══ Data supplied
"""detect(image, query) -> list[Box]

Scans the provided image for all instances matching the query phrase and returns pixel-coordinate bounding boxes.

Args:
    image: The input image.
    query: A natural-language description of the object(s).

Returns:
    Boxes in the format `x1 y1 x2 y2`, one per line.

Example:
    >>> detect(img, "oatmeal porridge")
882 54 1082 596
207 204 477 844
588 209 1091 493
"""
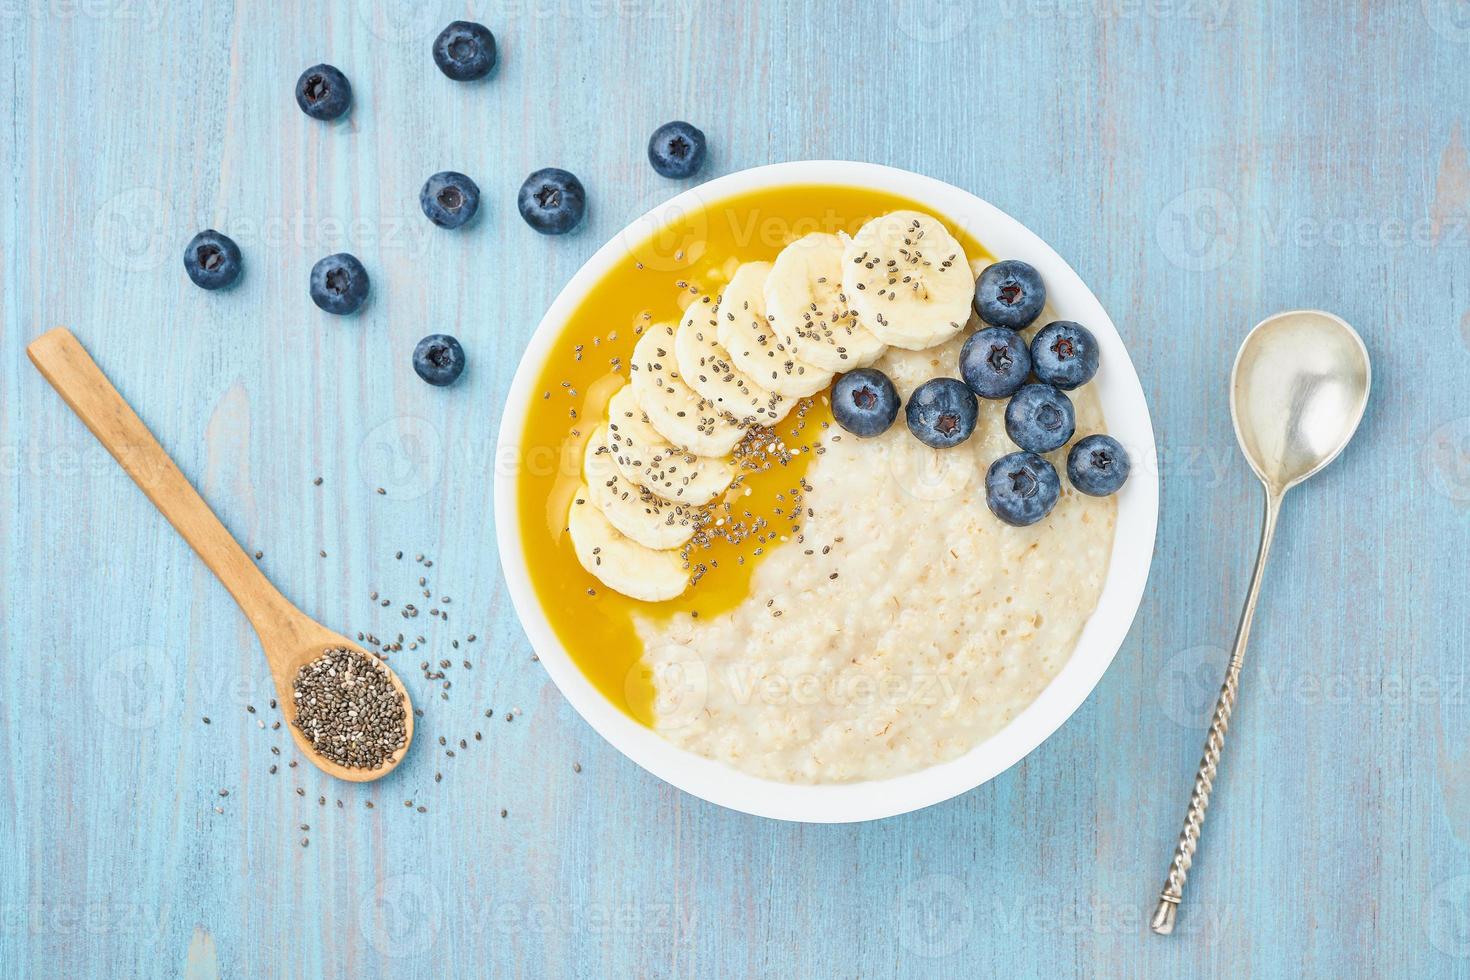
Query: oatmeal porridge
514 185 1123 784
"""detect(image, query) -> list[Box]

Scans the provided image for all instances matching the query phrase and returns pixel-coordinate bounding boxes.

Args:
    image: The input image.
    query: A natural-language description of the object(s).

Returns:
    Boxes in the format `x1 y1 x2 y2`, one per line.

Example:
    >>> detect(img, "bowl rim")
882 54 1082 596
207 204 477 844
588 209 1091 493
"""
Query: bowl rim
493 160 1158 823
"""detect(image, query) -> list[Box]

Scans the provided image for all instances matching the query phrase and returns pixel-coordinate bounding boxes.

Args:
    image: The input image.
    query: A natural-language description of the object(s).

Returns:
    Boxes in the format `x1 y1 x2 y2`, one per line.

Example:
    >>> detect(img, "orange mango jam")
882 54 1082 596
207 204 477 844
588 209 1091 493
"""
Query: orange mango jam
514 184 992 724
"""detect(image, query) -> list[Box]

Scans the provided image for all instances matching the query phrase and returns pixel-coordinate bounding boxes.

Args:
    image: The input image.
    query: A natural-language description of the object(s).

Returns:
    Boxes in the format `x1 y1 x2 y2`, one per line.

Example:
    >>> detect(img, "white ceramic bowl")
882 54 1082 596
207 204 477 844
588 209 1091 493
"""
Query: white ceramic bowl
494 161 1158 823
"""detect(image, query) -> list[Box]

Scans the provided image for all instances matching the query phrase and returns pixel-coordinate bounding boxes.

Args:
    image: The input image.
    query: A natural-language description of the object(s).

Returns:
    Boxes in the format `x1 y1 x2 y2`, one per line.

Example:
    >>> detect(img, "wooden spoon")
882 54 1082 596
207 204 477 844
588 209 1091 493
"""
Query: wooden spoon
28 327 414 782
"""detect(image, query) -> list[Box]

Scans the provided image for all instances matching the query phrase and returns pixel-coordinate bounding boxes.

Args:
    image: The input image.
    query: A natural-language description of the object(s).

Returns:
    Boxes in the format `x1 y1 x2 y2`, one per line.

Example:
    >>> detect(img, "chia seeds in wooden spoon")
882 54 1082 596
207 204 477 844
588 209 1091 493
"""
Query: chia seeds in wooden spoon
291 648 407 769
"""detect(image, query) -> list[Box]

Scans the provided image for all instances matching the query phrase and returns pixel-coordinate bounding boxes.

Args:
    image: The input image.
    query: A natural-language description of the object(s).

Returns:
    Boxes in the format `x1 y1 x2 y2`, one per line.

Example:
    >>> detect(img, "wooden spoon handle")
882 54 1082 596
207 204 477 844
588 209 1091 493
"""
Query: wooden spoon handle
27 327 295 635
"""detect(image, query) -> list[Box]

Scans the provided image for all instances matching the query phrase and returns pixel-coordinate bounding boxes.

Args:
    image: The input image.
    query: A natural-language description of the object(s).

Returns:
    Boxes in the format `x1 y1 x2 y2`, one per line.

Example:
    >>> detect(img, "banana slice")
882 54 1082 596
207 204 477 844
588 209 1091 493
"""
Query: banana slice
841 210 974 351
765 232 886 371
674 295 790 426
567 483 689 602
630 322 749 457
606 385 736 506
582 425 699 550
714 261 832 398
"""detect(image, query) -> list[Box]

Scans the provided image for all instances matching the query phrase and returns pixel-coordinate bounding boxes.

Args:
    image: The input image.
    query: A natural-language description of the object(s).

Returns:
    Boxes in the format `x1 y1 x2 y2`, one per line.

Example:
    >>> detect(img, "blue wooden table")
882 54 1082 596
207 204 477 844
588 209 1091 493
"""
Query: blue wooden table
3 2 1468 976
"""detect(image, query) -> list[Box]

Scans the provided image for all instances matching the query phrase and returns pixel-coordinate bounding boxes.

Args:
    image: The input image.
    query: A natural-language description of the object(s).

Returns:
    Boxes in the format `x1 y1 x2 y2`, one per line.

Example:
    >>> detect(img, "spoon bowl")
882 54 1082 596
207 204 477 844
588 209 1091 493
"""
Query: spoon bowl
261 619 415 783
1231 309 1372 494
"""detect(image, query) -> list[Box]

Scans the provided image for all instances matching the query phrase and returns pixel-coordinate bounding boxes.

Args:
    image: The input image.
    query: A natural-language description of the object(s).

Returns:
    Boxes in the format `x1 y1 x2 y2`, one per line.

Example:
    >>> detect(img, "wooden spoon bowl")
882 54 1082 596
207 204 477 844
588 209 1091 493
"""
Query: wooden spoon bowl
29 327 413 782
261 622 415 784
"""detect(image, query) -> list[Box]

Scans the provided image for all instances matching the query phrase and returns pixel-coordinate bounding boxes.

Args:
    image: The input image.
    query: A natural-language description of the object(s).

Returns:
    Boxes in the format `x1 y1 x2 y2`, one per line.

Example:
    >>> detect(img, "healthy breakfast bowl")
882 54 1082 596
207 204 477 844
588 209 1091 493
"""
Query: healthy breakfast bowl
493 161 1158 822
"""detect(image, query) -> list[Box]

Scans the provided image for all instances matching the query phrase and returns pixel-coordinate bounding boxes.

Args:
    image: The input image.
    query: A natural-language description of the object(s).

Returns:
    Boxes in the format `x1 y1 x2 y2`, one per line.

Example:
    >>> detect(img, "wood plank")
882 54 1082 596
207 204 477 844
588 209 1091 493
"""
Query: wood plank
1 2 1465 977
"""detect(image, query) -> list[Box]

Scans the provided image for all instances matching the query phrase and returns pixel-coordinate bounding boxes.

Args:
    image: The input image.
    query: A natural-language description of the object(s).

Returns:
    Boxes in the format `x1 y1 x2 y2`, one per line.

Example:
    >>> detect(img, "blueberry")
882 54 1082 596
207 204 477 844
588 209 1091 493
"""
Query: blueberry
183 230 242 290
905 378 978 449
420 171 481 229
295 64 352 120
832 368 899 437
518 168 586 235
975 259 1045 329
309 253 370 315
647 121 707 179
1004 383 1075 453
1030 320 1099 390
959 326 1030 399
432 21 497 81
1067 434 1130 496
413 334 466 387
986 452 1061 527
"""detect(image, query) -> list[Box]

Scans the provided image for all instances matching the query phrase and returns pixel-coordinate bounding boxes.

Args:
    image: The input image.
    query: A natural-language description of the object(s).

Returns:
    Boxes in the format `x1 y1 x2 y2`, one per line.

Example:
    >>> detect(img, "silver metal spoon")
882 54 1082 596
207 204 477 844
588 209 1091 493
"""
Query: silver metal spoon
1150 309 1371 935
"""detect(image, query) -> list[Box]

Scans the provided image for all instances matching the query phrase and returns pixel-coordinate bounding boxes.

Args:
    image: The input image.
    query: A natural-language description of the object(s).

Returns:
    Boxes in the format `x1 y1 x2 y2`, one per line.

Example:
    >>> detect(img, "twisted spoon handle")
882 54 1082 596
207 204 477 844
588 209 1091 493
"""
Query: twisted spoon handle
1151 489 1281 935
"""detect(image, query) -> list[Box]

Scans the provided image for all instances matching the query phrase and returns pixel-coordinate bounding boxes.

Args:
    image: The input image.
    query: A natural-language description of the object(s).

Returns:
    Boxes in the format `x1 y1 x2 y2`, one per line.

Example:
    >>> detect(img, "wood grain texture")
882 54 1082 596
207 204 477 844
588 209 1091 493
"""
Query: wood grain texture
════
◆ Exercise goal ◆
All of the records above are to be written out exactly, minus their images.

◆ Written solution ◆
"""detect(image, query) -> list[Box]

Scans the provided image for all instances matching the query phrase and returns pixel-coordinate bounding boxes.

Args:
    image: The input image.
    query: A natural-language description of the object(s).

Returns:
    Boxes in the format `x1 y1 x2 y2`, one per line.

Example:
    >>> detect(img, "oatmeal porridge")
882 54 1082 596
207 204 477 844
588 209 1091 493
"""
Query: oatmeal porridge
514 185 1123 784
"""detect(image, query) -> list[Box]

Scans the provided image for all instances matching the query phrase and returns pixel-coordinate bounding boxes.

Args:
    image: The input image.
    query: A natural-language description of the object(s).

Returns:
    Boxes in the format `x1 y1 x2 y2`, one per line.

Example:
    >>> detect(img, "bowl rim")
882 54 1082 596
207 204 477 844
588 209 1091 493
"""
Query: bowl rim
493 160 1158 823
"""detect(image, query) -> list[Box]

Scans the provided image for all instances matching the query phrase and returns pixel-coordinate bounding boxes.

Args:
    image: The input image.
    query: A natural-language description of the object(s).

Returns:
    Boxes in the format `x1 y1 x2 y2`, one per line.

Example:
    >>> detect(img, "orange mango jam")
882 54 1082 596
207 204 477 844
588 209 1091 493
"""
Query: orange mango jam
514 184 992 724
"""detect(image, query) -> list[Box]

Scans the provided image for all instances matching the query phrase and returns pixel-coordinate bounding boxes.

Args:
    image: The input image.
    query: A natural-language description of the object(s).

Returns:
    Boxes in the format `x1 y1 x2 y2`, one per line.

Example:
    >>> detect(img, "white ceramic bowl")
882 54 1082 596
207 204 477 844
588 209 1091 493
"""
Query: white ceramic bowl
494 161 1158 823
"""detect(image, query) -> list[Box]

Scans the provided image for all instances matching the query phrase and returns pixel-coordinate bounding boxes.

Args:
    image: The input image.
    query: A natural-language description of the object(s).

Returns:
    Boxes in the format `x1 y1 x2 y2`, one per line.

Example:
    >>> detect(img, "wooden spoon")
882 54 1082 596
207 204 477 844
588 209 1091 493
"""
Query: wooden spoon
28 327 414 782
"""detect(image, query) -> list[Box]

Scans the provided image for all instances matching the query phrase and returns pixel-coordinate bounding boxes.

Args:
    image: The input image.
    query: A natural-language description of the object(s).

Returns:
    Boxes in the format `x1 y1 x2 y2`, one per line.

Example:
    >>> detect(img, "chia seeds in wooden spoon")
882 54 1082 596
207 204 477 844
588 209 1091 493
"""
Query: chia seeds in wooden spoon
291 648 407 769
"""detect(image, query) -> list[Box]

Scans the provided image for all instances matching the query phrase and returns pixel-coordinate bounding boxes.

Args:
    image: The input image.
    query: A natural-language description of the object(s).

Returns:
    Boxes in the format `x1 y1 x2 y2`, one per line.

Example:
    >>> detect(img, "wooden spoon handle")
882 54 1082 596
207 204 477 844
588 209 1091 493
"""
Query: wooden spoon handle
27 327 295 635
"""detect(image, query) -> list[Box]

Scans the provided image for all instances matching the query phrase and returns pixel-coordinate bounding boxes.

Args:
    image: The input image.
    query: A natural-language description of the object(s).

Returns:
    Boxes in the format `x1 y1 x2 y2`, one per line.

Example:
    >>> detect(img, "banana slice")
882 54 1082 596
207 204 477 844
588 209 1091 493
"""
Query: banana slice
841 210 974 351
765 232 886 371
674 295 790 426
567 483 689 602
630 322 749 457
606 385 736 506
582 425 699 550
714 261 832 398
"""detect(image, query) -> list[Box]

Scans the provided image for all instances matching the query phrase and returns pixel-coordinate bounding boxes.

Args:
    image: The input image.
    query: A natural-language description of the object(s).

Returns:
    Boxes in the format `x1 y1 x2 y2`, one per line.

Example:
    >>> detect(img, "blue wooden table")
882 54 1082 596
207 204 477 844
588 209 1091 493
"""
Query: blue wooden table
3 2 1468 976
"""detect(image, query) -> list[Box]

Scans the provided image for all instances matching the query phrase and returns pixel-coordinate bounding boxes.

Args:
    image: The input image.
    query: A natural-language description of the object(s).

Returns:
    Boxes in the format `x1 y1 x2 y2`, one per line.

Example:
    >>> detect(img, "spoon bowl")
882 54 1082 596
207 204 477 844
588 209 1091 493
"""
Query: spoon bowl
261 619 415 783
1231 309 1372 494
"""detect(image, query) -> list[Box]

Scans the provided image for all instances matching the query phrase and returns pixel-coordinate bounding boxes.

Args:
    image: The input image.
    query: A natural-language description of the object(s).

Returns:
    Boxes in the format `x1 y1 x2 y2`, one per line.

Example:
    >>> detect(img, "wooden spoon bowl")
882 54 1082 596
207 204 477 844
588 209 1091 493
"""
Query: wooden spoon bowl
29 327 413 782
261 622 415 784
"""detect(image, query) -> list[Box]

Scans the provided image for all instances matching the query phrase and returns pixel-coordinate bounding boxes.

Args:
    image: The input image.
    query: A natural-language description of the object(s).

Returns:
    Boxes in the format `x1 y1 x2 y2`, one per line.

Example:
    >>> detect(img, "healthy breakfast bowl")
882 54 1082 596
207 204 477 844
588 209 1091 493
"""
Query: healthy breakfast bowl
493 161 1158 822
"""detect(image, query) -> list[Box]

Scans the provided image for all instances matching the query phrase and returns pixel-coordinate bounding boxes.

Args:
    image: The input image.
    query: A natural-language description of the object(s).

Returns:
    Boxes in the format `x1 y1 x2 y2`, one per line.

Example:
    >>> detect(img, "wood plank")
882 54 1082 596
207 204 477 844
588 209 1091 493
"""
Query: wood plank
1 2 1465 977
"""detect(image, query) -> list[Box]

Scans the provided image for all instances matching the query phrase and returns pixel-coordinate bounding boxes.

Args:
    image: The input image.
    query: A natural-language description of the object(s).

Returns:
    Boxes in the format `x1 y1 x2 y2`, one per line.

Example:
    >>> detect(img, "blueberry")
882 54 1082 596
207 204 477 844
588 209 1091 493
"""
Query: blueberry
183 230 242 290
905 378 978 449
420 171 481 229
295 64 352 120
832 368 899 437
518 168 586 235
975 259 1045 329
309 253 370 315
647 121 707 179
1004 383 1075 453
1030 320 1099 390
959 326 1030 399
432 21 497 81
1067 434 1130 496
413 334 466 387
986 452 1061 527
"""detect(image, query) -> list[Box]

Scans the provided image for all instances matching the query phrase and returns pixel-coordinate bounding boxes.

Args:
    image: The input image.
    query: A natural-language description of the object(s).

Returns:
    Boxes in the format `x1 y1 x2 y2`, one per line.

Example:
    >>> detect(img, "silver metal spoon")
882 54 1082 596
207 204 477 844
588 209 1091 493
"""
Query: silver metal spoon
1150 309 1371 935
"""detect(image, query) -> list[Box]

Scans the provided image for all instances matching the query phrase and returns pixel-coordinate bounding boxes.

Args:
    image: The input image.
    query: A natural-language description of the object(s).

Returns:
    Boxes in the format `x1 y1 x2 y2`, one per line.

Example:
    >>> detect(img, "twisted spoon handle")
882 54 1082 596
207 204 477 844
588 209 1091 493
"""
Query: twisted spoon handle
1151 489 1281 935
"""detect(image, query) -> list[Box]

Scans the provided image for all instances matching the query phrase and returns pixel-coordinate bounding boxes.

Args:
    image: The input image.
    query: A natural-language description of the object(s).

Returns:
    Boxes in the format `x1 y1 x2 y2`, one per line.

Example:
    >>> detect(img, "wood grain texture")
882 54 1082 596
207 204 477 844
588 209 1091 493
"""
Query: wood grain texture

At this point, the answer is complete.